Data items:
═══

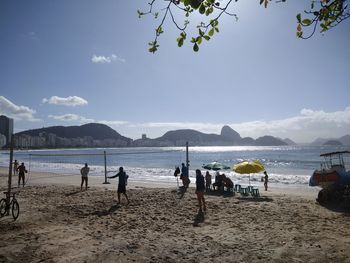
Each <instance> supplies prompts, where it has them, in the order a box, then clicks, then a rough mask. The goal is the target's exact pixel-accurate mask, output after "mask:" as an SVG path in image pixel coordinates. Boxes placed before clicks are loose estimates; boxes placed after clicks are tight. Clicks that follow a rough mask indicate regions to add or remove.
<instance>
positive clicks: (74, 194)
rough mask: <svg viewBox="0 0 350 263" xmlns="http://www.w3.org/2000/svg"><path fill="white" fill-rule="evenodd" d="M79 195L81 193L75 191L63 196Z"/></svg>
mask: <svg viewBox="0 0 350 263" xmlns="http://www.w3.org/2000/svg"><path fill="white" fill-rule="evenodd" d="M79 193H81V191H80V190H77V191H73V192H70V193H66V194H65V196H71V195H76V194H79Z"/></svg>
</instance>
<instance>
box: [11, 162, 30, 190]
mask: <svg viewBox="0 0 350 263" xmlns="http://www.w3.org/2000/svg"><path fill="white" fill-rule="evenodd" d="M26 173H28V171H27V169H26V167H25V166H24V163H21V165H19V162H18V161H17V160H15V161H14V162H13V175H18V187H20V186H21V181H22V186H23V187H24V184H25V174H26Z"/></svg>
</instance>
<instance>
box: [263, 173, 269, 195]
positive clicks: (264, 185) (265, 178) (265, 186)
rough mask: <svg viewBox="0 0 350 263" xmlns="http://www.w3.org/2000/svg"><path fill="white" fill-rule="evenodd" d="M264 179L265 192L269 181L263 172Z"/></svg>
mask: <svg viewBox="0 0 350 263" xmlns="http://www.w3.org/2000/svg"><path fill="white" fill-rule="evenodd" d="M264 174H265V177H264V187H265V191H267V182H268V181H269V176H268V175H267V172H266V171H264Z"/></svg>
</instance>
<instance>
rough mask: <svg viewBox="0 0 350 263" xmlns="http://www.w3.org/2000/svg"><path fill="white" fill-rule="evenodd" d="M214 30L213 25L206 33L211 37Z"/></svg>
mask: <svg viewBox="0 0 350 263" xmlns="http://www.w3.org/2000/svg"><path fill="white" fill-rule="evenodd" d="M214 32H215V31H214V27H213V28H212V29H210V30H209V32H208V35H209V36H211V37H212V36H213V35H214Z"/></svg>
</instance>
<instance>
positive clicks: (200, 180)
mask: <svg viewBox="0 0 350 263" xmlns="http://www.w3.org/2000/svg"><path fill="white" fill-rule="evenodd" d="M204 192H205V183H204V176H203V175H202V172H201V171H200V170H199V169H197V170H196V195H197V200H198V205H199V211H200V212H202V208H203V210H204V212H205V211H206V210H207V207H206V205H205V199H204Z"/></svg>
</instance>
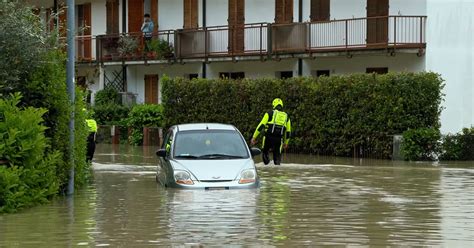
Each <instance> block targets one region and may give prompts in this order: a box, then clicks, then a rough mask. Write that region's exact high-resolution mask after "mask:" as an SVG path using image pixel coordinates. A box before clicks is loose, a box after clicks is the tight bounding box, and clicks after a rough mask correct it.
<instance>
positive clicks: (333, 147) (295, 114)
mask: <svg viewBox="0 0 474 248" xmlns="http://www.w3.org/2000/svg"><path fill="white" fill-rule="evenodd" d="M162 86H163V87H162V96H163V107H164V119H165V122H166V123H165V126H170V125H173V124H179V123H187V122H222V123H230V124H233V125H235V126H236V127H237V128H239V130H240V131H241V132H242V134H243V135H244V137H246V138H247V139H248V140H250V138H251V136H252V133H253V131H254V130H255V128H256V126H257V125H258V123H259V121H260V119H261V118H262V116H263V114H264V113H265V112H267V111H269V110H271V101H272V100H273V98H275V97H279V98H282V100H283V102H284V105H285V107H284V110H285V111H286V112H287V113H288V114H289V116H290V118H291V121H292V125H293V127H292V128H293V130H294V131H295V134H294V138H292V140H291V141H290V142H291V143H290V146H291V147H292V148H293V149H295V150H297V151H302V152H311V153H320V154H328V155H340V156H350V155H352V154H353V152H354V150H357V151H360V150H362V151H363V152H364V153H365V154H378V155H381V156H382V157H390V155H391V153H392V147H391V142H392V138H391V137H390V135H393V134H400V133H402V132H404V131H405V130H407V129H416V128H423V127H433V128H435V129H438V128H439V114H440V111H441V107H440V104H441V100H442V93H441V89H442V87H443V83H442V79H441V78H440V77H439V75H437V74H435V73H389V74H386V75H372V74H354V75H347V76H331V77H319V78H290V79H286V80H279V79H264V78H263V79H244V80H241V81H234V80H228V79H216V80H208V79H195V80H187V79H183V78H176V79H169V78H163V80H162ZM420 92H423V94H420Z"/></svg>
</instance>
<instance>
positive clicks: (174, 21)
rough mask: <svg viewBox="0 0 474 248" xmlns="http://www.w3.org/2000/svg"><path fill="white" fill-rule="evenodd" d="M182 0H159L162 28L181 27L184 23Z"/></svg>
mask: <svg viewBox="0 0 474 248" xmlns="http://www.w3.org/2000/svg"><path fill="white" fill-rule="evenodd" d="M183 10H184V5H183V1H182V0H159V1H158V24H159V29H160V30H167V29H181V28H183V25H184V15H183V12H184V11H183Z"/></svg>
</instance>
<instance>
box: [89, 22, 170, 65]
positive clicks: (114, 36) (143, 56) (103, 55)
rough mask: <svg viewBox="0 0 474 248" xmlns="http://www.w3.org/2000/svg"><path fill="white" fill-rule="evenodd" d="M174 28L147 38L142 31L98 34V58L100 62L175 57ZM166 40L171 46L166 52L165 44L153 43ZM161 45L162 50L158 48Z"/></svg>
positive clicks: (162, 58) (130, 60)
mask: <svg viewBox="0 0 474 248" xmlns="http://www.w3.org/2000/svg"><path fill="white" fill-rule="evenodd" d="M174 37H175V31H174V30H162V31H158V32H155V33H153V34H152V35H151V37H150V39H146V38H145V37H144V36H143V34H142V33H122V34H110V35H98V36H97V37H96V48H97V50H96V58H97V61H98V62H106V61H133V60H140V61H141V60H156V59H169V58H171V57H174V52H173V51H174V43H175V41H174ZM155 41H156V42H165V44H167V45H168V46H169V49H167V50H166V49H165V50H166V54H160V52H164V51H165V50H163V46H160V45H153V42H155ZM155 46H160V47H161V48H158V49H161V50H158V51H157V50H156V49H157V48H156V47H155Z"/></svg>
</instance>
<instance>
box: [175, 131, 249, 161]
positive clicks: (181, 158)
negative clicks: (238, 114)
mask: <svg viewBox="0 0 474 248" xmlns="http://www.w3.org/2000/svg"><path fill="white" fill-rule="evenodd" d="M174 157H175V158H181V159H241V158H248V157H249V154H248V152H247V146H246V143H245V141H244V140H243V139H242V136H241V135H240V134H239V133H238V132H236V131H233V130H196V131H180V132H178V133H177V134H176V140H175V144H174Z"/></svg>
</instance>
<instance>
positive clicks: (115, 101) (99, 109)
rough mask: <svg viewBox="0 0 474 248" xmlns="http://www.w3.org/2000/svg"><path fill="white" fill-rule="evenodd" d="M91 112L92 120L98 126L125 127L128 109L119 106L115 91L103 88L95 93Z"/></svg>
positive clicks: (122, 106)
mask: <svg viewBox="0 0 474 248" xmlns="http://www.w3.org/2000/svg"><path fill="white" fill-rule="evenodd" d="M92 112H93V114H92V118H94V120H95V121H97V124H99V125H126V122H125V119H126V118H127V116H128V114H129V112H130V108H129V107H127V106H123V105H122V104H121V101H120V95H119V93H118V91H117V90H115V89H113V88H105V89H103V90H99V91H97V93H96V95H95V100H94V107H93V108H92Z"/></svg>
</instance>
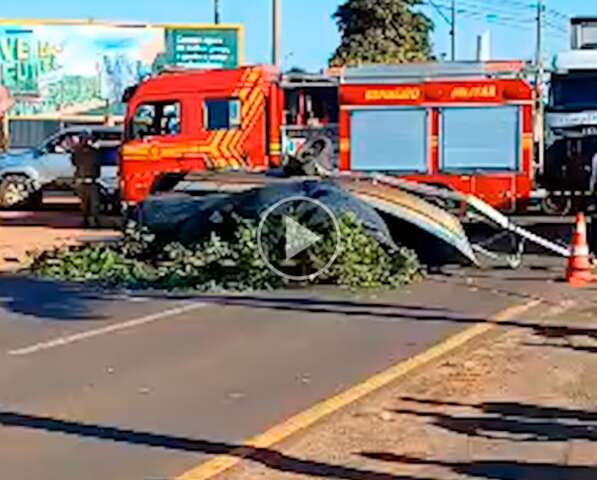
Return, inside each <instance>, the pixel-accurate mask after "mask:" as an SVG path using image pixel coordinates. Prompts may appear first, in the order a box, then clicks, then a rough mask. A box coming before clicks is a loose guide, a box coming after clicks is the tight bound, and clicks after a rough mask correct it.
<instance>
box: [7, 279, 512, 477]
mask: <svg viewBox="0 0 597 480" xmlns="http://www.w3.org/2000/svg"><path fill="white" fill-rule="evenodd" d="M484 281H485V283H486V285H487V287H483V288H480V289H478V288H471V286H470V285H469V284H467V282H465V281H463V277H461V276H455V277H447V278H442V279H441V280H439V281H435V280H431V281H427V282H424V283H422V284H420V285H417V286H415V287H411V288H408V289H406V290H404V291H402V292H391V293H390V292H386V293H383V294H379V295H377V296H372V295H370V296H359V295H356V294H353V293H349V292H339V291H336V290H328V291H318V292H315V291H303V290H297V291H293V292H286V293H283V294H278V293H277V294H268V295H256V296H240V297H236V296H232V297H226V296H219V297H218V296H213V297H195V298H176V299H173V298H164V297H160V296H158V295H152V296H140V295H135V296H129V295H126V294H122V293H115V294H106V293H98V292H93V291H89V290H83V289H79V288H73V287H66V286H64V285H60V284H53V283H47V282H39V281H34V280H30V279H26V278H20V277H9V276H4V277H0V295H1V297H2V298H0V358H1V361H0V478H2V479H4V478H6V479H11V480H39V479H41V478H43V479H60V480H80V479H83V478H85V479H86V480H96V479H97V480H106V479H111V480H119V479H122V480H125V479H126V480H134V479H141V480H148V479H152V480H154V479H174V478H176V476H177V475H179V474H181V473H183V472H184V471H186V470H188V469H189V468H191V467H193V466H195V465H197V464H198V463H200V462H202V461H204V460H206V459H208V458H209V457H210V456H211V455H214V454H219V453H224V452H227V451H229V450H230V449H232V448H234V447H235V446H238V444H239V442H241V441H242V440H243V439H245V438H248V437H251V436H253V435H255V434H258V433H260V432H262V431H264V430H265V429H267V428H269V427H271V426H273V425H275V424H276V423H278V422H280V421H282V420H284V419H286V418H288V417H289V416H290V415H292V414H295V413H297V412H299V411H302V410H303V409H305V408H307V407H309V406H311V405H313V404H314V403H316V402H318V401H321V400H323V399H325V398H328V397H330V396H331V395H333V394H335V393H337V392H339V391H341V390H344V389H346V388H347V387H349V386H351V385H353V384H355V383H357V382H359V381H362V380H364V379H365V378H367V377H368V376H370V375H372V374H374V373H376V372H379V371H381V370H383V369H385V368H387V367H389V366H390V365H392V364H395V363H396V362H398V361H399V360H401V359H405V358H407V357H409V356H412V355H413V354H415V353H418V352H421V351H423V350H425V349H426V348H428V347H429V346H431V345H432V344H435V343H437V342H438V341H440V340H442V339H443V338H445V337H447V336H449V335H451V334H453V333H456V332H457V331H460V330H461V329H463V328H466V327H467V326H470V325H471V324H472V323H475V322H477V321H484V320H485V319H487V318H488V317H489V316H490V315H492V314H494V313H496V312H498V311H500V310H502V309H504V308H505V307H507V306H509V305H512V304H513V303H517V302H520V300H521V299H520V298H517V297H516V296H514V297H513V296H509V295H504V294H503V292H502V293H496V292H494V291H492V290H491V288H490V287H491V282H490V281H489V280H487V279H484Z"/></svg>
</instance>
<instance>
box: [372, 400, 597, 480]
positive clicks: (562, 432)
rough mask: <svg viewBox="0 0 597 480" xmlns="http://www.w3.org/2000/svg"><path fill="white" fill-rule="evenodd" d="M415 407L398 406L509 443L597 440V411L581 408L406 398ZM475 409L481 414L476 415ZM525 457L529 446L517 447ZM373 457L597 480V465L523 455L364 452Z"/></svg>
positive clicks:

═══

• [Directions for this task] Your reply should be an exact copy of every line from the line with "positive clicks: (562, 432)" through the final line of the data, and nothing more.

• [Finished exercise]
positive clicks: (562, 432)
rough mask: <svg viewBox="0 0 597 480" xmlns="http://www.w3.org/2000/svg"><path fill="white" fill-rule="evenodd" d="M415 407L398 406L509 443L597 440V411L581 408L406 398ZM475 409L481 414L476 415ZM525 457L529 446L517 447ZM373 457L597 480V465L523 455L364 452Z"/></svg>
positive clicks:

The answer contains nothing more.